Does pair programming work in data science?
Pair programming is common in coding. But does it work in data science? And with remote work? Our data scientists gave it a whirl.
Pair programming defined
In pair programming, two programmers work side by side at a single workstation. Like a rally team, they have separate but key tasks. One serves as the driver, writing code, while the other navigator, checks the driver’s work. The roles should be swapped frequently. This is a key agile technique used at Proekspert to speed the onboarding of new employees – and it’s especially efficient in an era of remote work.
Two heads better than one
At the beginning of October, Kaspar Hollo joined the data science team as our newest member and I took on the role of tech buddy. And since Proekspert encourages pair programming as an onboarding technique for new engineers, doubly so in a time of remote work, it was the right time to try it out.
I have done a lot of pair data science in my scientific career, but mostly using “point and click” data analysis software, rather than developing one myself. I searched for a few articles about how to go about this activity, finding some like this one and another one). These gave some useful tips and warnings about benefits and dangers, but they reminded me of cookbook instructions, rather than an evidence-based guide.
In my experience, data science tasks can be so diverse and intermixed that general rules have a high likelihood of being oversimplified. So, I created my own guidelines for a working session:
- Define a goal you want to achieve.
- The “driver” always writes code and constantly explains what they are doing. They alert their partner (who’s “rides shotgun”) when they get stuck.
- The person riding shotgun keeps an eye on the code, checking for mistakes, bad coding style, etc. The shotgun position stands ready to brainstorm if the driver gets stuck, and can split off to perform quick searches for algorithms, or write key pieces of code.

####################

• EXERCISE REQUIREMENTS
1 > Repeat word for word the part of the pair programming article between "Two heads better" and "an evidence-based guide.", inclusive.
2 > Reproduce the lines of the listing between the line holding "Place a point on the man's arm, one" and the line holding "<point>14,346</point>", inclusive, with nothing changed.
The pair programming article and the listing are unrelated to each other.

####################

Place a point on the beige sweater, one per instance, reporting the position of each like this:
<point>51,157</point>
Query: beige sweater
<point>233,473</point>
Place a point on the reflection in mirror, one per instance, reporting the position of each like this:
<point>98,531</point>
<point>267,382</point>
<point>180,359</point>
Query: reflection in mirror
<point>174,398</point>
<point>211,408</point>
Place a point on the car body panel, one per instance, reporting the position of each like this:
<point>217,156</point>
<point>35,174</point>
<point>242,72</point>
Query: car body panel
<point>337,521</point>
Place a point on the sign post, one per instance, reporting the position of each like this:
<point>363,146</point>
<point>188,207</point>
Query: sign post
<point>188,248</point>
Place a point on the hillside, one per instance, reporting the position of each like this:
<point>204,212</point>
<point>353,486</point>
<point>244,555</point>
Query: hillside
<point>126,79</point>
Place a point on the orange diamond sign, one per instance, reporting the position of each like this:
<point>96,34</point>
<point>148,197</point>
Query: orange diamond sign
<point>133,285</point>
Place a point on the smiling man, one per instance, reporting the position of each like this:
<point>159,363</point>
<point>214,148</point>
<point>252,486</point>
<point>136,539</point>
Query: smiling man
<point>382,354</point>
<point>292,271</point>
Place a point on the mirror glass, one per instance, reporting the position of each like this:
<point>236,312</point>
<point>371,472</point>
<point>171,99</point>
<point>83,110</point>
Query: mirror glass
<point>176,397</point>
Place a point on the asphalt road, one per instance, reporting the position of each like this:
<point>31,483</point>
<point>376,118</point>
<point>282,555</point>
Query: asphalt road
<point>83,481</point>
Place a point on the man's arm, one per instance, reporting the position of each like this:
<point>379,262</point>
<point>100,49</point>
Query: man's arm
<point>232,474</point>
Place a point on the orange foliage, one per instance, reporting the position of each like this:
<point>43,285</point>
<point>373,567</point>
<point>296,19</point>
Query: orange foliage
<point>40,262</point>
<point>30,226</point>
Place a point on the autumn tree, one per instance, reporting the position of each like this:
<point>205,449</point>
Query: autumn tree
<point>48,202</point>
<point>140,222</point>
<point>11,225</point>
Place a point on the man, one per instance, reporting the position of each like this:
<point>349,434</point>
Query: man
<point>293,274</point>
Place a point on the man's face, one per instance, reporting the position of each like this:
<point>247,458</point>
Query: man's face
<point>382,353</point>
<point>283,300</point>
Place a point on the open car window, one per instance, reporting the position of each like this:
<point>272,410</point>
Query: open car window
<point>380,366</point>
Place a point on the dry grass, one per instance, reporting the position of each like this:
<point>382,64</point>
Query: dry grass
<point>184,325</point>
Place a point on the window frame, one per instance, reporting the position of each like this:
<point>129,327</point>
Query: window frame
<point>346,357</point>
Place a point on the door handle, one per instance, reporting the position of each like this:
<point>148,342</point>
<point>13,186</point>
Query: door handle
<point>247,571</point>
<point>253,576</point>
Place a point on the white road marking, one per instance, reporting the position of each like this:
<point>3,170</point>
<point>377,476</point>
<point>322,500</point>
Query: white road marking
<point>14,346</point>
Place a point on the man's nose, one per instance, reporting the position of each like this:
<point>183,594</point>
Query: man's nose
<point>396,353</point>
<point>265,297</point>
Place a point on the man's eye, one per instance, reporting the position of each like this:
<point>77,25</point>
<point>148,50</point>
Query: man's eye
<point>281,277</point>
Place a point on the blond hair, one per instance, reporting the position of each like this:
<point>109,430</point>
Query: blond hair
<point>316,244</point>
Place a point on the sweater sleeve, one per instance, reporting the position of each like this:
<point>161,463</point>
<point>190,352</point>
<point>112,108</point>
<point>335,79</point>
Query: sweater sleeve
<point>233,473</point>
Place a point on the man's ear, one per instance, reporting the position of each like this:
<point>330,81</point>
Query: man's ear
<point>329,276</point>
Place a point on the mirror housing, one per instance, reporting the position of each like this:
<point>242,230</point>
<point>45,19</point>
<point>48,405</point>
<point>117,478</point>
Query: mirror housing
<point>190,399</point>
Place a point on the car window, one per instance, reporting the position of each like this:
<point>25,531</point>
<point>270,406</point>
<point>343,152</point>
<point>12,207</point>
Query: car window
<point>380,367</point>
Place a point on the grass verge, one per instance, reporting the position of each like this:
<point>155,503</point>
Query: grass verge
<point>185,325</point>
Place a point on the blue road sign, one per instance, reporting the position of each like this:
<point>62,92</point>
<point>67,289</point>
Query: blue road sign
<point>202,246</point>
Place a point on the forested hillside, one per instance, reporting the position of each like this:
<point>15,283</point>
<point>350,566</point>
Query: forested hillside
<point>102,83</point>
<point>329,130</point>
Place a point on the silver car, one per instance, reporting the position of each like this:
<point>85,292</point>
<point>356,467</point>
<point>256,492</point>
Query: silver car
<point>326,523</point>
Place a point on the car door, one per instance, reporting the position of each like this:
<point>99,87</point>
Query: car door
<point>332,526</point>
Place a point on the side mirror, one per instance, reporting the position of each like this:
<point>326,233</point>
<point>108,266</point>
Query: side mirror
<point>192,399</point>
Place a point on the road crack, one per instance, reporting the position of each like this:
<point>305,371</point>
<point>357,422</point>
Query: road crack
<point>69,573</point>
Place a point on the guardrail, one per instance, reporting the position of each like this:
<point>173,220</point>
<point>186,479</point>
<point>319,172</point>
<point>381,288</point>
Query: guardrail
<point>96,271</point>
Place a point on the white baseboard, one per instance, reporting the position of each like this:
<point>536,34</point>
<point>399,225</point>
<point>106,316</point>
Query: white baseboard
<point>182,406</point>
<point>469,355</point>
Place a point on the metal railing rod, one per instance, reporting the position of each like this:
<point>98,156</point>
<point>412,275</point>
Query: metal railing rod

####################

• WRITTEN RESPONSES
1 >
Two heads better than one
At the beginning of October, Kaspar Hollo joined the data science team as our newest member and I took on the role of tech buddy. And since Proekspert encourages pair programming as an onboarding technique for new engineers, doubly so in a time of remote work, it was the right time to try it out.
I have done a lot of pair data science in my scientific career, but mostly using “point and click” data analysis software, rather than developing one myself. I searched for a few articles about how to go about this activity, finding some like this one and another one). These gave some useful tips and warnings about benefits and dangers, but they reminded me of cookbook instructions, rather than an evidence-based guide.

2 >
Place a point on the man's arm, one per instance, reporting the position of each like this:
<point>379,262</point>
<point>100,49</point>
Query: man's arm
<point>232,474</point>
Place a point on the orange foliage, one per instance, reporting the position of each like this:
<point>43,285</point>
<point>373,567</point>
<point>296,19</point>
Query: orange foliage
<point>40,262</point>
<point>30,226</point>
Place a point on the autumn tree, one per instance, reporting the position of each like this:
<point>205,449</point>
Query: autumn tree
<point>48,202</point>
<point>140,222</point>
<point>11,225</point>
Place a point on the man, one per instance, reporting the position of each like this:
<point>349,434</point>
Query: man
<point>293,274</point>
Place a point on the man's face, one per instance, reporting the position of each like this:
<point>247,458</point>
Query: man's face
<point>382,353</point>
<point>283,300</point>
Place a point on the open car window, one per instance, reporting the position of each like this:
<point>272,410</point>
Query: open car window
<point>380,366</point>
Place a point on the dry grass, one per instance, reporting the position of each like this:
<point>382,64</point>
Query: dry grass
<point>184,325</point>
Place a point on the window frame, one per instance, reporting the position of each like this:
<point>129,327</point>
Query: window frame
<point>346,357</point>
Place a point on the door handle, one per instance, reporting the position of each like this:
<point>148,342</point>
<point>13,186</point>
Query: door handle
<point>247,571</point>
<point>253,576</point>
Place a point on the white road marking, one per instance, reporting the position of each like this:
<point>3,170</point>
<point>377,476</point>
<point>322,500</point>
Query: white road marking
<point>14,346</point>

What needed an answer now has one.